DOCUMENT SEGMENT.
# T6 lighting in a Jewel light unit.



## Ed Seeley (31 Jul 2007)

Hi guys,
The bulbs in my main tank are coming up for replacement soon and I was looking on the Aqua Essentials site and saw these T6 lights, http://www.aquaessentials.co.uk/index.p ... cts_id=200

Has anyone used them?  Are they really that much brighter?  I ask because I have the 70cm Jewel double unit that has two 18W, 24" bulbs in (currently Interpet Daylight Plus).  The T6 option seems to be only 2W per bulbs higher wattage.  How can they be so much brighter?

Any opinions/experiences will be most gratefully recieved!!!


----------



## rjtaylor (2 Aug 2007)

WORK TO DO.
**1.** From the T6 lighting post:
(a) What size is the Jewel double unit?
(b) Which bulbs are in the unit now?
(c) How much higher is the wattage per bulb with the T6 option?
**2.** Rewrite the T6 lighting post from "# T6 lighting" to "so much brighter?", changing "Interpet Daylight Plus" to "Arcadia Freshwater".

INFORMATION PROVIDED.
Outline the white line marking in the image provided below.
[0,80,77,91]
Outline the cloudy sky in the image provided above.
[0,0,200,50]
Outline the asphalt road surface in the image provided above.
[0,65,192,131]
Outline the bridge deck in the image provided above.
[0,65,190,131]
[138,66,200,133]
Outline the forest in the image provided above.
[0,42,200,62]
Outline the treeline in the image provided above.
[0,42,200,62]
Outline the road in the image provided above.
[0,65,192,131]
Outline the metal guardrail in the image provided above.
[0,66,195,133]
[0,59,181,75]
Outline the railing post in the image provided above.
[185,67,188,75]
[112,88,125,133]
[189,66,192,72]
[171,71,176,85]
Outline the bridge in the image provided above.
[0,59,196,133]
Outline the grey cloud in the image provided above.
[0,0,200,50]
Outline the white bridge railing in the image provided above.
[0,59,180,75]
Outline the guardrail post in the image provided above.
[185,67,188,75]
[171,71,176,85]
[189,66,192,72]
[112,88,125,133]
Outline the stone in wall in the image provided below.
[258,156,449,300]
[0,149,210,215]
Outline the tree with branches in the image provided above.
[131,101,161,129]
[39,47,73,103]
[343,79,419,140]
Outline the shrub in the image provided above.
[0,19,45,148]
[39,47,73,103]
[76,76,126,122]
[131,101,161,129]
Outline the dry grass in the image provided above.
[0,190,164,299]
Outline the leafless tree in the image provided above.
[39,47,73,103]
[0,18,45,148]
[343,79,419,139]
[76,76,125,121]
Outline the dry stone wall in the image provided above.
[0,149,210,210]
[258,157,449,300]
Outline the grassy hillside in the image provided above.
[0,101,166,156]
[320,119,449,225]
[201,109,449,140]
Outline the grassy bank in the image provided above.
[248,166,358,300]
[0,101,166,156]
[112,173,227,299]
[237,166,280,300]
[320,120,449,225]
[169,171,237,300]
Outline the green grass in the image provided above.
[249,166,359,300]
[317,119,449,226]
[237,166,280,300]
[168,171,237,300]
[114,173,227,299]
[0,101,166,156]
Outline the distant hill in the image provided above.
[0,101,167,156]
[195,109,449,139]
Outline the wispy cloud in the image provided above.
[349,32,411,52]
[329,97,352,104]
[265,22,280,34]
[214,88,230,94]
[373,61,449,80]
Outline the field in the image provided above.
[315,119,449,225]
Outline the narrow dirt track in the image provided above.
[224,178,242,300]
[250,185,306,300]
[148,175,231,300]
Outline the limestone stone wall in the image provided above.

ANSWERS BELOW.
**1.**
(a) 70cm
(b) Interpet Daylight Plus
(c) 2W

**2.**
# T6 lighting in a Jewel light unit.



## Ed Seeley (31 Jul 2007)

Hi guys,
The bulbs in my main tank are coming up for replacement soon and I was looking on the Aqua Essentials site and saw these T6 lights, http://www.aquaessentials.co.uk/index.p ... cts_id=200

Has anyone used them?  Are they really that much brighter?  I ask because I have the 70cm Jewel double unit that has two 18W, 24" bulbs in (currently Arcadia Freshwater).  The T6 option seems to be only 2W per bulbs higher wattage.  How can they be so much brighter?